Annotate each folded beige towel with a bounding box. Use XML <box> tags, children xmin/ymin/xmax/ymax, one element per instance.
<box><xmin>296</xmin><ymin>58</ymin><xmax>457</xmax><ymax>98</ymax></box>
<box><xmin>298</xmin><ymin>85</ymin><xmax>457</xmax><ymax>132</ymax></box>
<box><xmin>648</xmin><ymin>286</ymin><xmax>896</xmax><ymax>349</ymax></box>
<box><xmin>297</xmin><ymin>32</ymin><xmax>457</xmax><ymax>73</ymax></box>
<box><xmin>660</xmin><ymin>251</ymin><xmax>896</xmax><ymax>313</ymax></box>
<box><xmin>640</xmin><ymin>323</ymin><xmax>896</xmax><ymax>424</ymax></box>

## [Given exercise]
Rescale the items above by copying every line again, requests included, with each bounding-box coordinate in the answers multiplied by 1.55 and rounded to the nearest whole number, halves rounded up.

## [Solved problem]
Annotate each folded beige towel with a bounding box. Use XML <box> tags, children xmin/ymin/xmax/ymax, one element per instance.
<box><xmin>459</xmin><ymin>90</ymin><xmax>708</xmax><ymax>152</ymax></box>
<box><xmin>462</xmin><ymin>132</ymin><xmax>708</xmax><ymax>205</ymax></box>
<box><xmin>1004</xmin><ymin>443</ymin><xmax>1389</xmax><ymax>541</ymax></box>
<box><xmin>460</xmin><ymin>50</ymin><xmax>708</xmax><ymax>113</ymax></box>
<box><xmin>1023</xmin><ymin>389</ymin><xmax>1389</xmax><ymax>485</ymax></box>
<box><xmin>992</xmin><ymin>501</ymin><xmax>1389</xmax><ymax>657</ymax></box>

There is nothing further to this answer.